→ Source extract:

## Begin

Subsequently, Miyazaki and Kino [78] studied the pressure effects on β′-(BEDT-TTF)₂AuCl₂, which shows no superconductivity under high pressure in contrast to β′-(BEDT-TTF)₂ICl₂. As for the AuCl₂ salt, they reported that the width of the band crossing the Fermi level does not increase above 8 GPa and concluded that the electronic structure is three-dimensional rather than quasi-one- or two-dimensional owing to direct contribution of the AuCl₂ part to the electronic structure near the Fermi level. The reported electronic-band structure and Fermi surface at several pressures are shown in figures 18 and 19, respectively. The effective model analysis by Kino et al [79] revealed that the Néel temperature is high under pressure and that no superconducting phase is expected for β′-(BEDT-TTF)₂AuCl₂.

Figure 18.

Electronic-band structures of β′-(BEDT-TTF)₂AuCl₂ at p= (a) 8, (b) 16 and (c) 24 GPa (reproduced with permission from [78]).

Figure 19.

Fermi surfaces of β′-(BEDT-TTF)₂AuCl₂ at p= (a) 0, (b) 8, (c) 16 and (d) 24 GPa (reproduced with permission from [78]).

M(dmit)₂

Miyazaki and Ohno studied the electronic structures of (CH₃)₄N[Ni(dmit)₂]₂ and β-(CH₃)₄N[Pd(dmit)₂]₂ by first-principles calculations [83]. They found that the electronic states near the Fermi level show a strong one-dimensional character for the Ni salt but a two-dimensional character for the Pd salt. These characters are mainly contributed by the LUMO of Ni(dmit)₂ for the former and the HOMO of Pd(dmit)₂ for the latter, respectively. The electronic-band structures of the Ni and Pd salts are shown in figures 20 and 21, respectively, together with schematic views of their energy levels. They ascribed the origin of the difference to the degree of dimerization of M(dmit)₂ molecules.

Figure 20.

Electronic-band structure of (CH₃)₄N[Ni(dmit)₂]₂ and schematic view of energy levels (reproduced with permission from [83]).

Figure 21.

Electronic-band structure of β-(CH₃)₄N[Pd(dmit)₂]₂ and schematic view of energy levels (reproduced with permission from [83]).

## End

Extend the passage on band structures of BEDT-TTF and M(dmit)₂ salts, starting after its final figure caption. The entries that follow have no connection to the passage on band structures of BEDT-TTF and M(dmit)₂ salts.

→ Data entries:
## Begin

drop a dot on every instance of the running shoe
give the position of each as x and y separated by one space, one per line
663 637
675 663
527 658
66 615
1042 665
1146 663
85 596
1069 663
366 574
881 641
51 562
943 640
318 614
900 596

## End

→ Exercise result:
Later, they investigated the pressure effects on these materials and β′-(CH₃)₄P[Pd(dmit)₂]₂ [84]. They used GGA and found that the errors of the stress tensors are large only for diagonal parts. The errors are rather isotropic with values of 5–10 kbar. They mentioned that van der Waals interactions are not important or isotropic for these materials. The obtained electronic-band structures of these materials at ambient pressure and high pressure are shown in figures 22–24. They reported the pressure effects for these materials as follows. For (CH₃)₄N[Ni(dmit)₂]₂, the applied pressure makes the strong one-dimensional character of LUMO bands more isotropic within the ab-plane. In contrast, for β-(CH₃)₄N[Pd(dmit)₂]₂, the band structure under pressure becomes more anisotropic. The pressure effects for β′-(CH₃)₄P[Pd(dmit)₂]₂ seems similar to those for β-(CH₃)₄N[Pd(dmit)₂]₂.

Figure 22.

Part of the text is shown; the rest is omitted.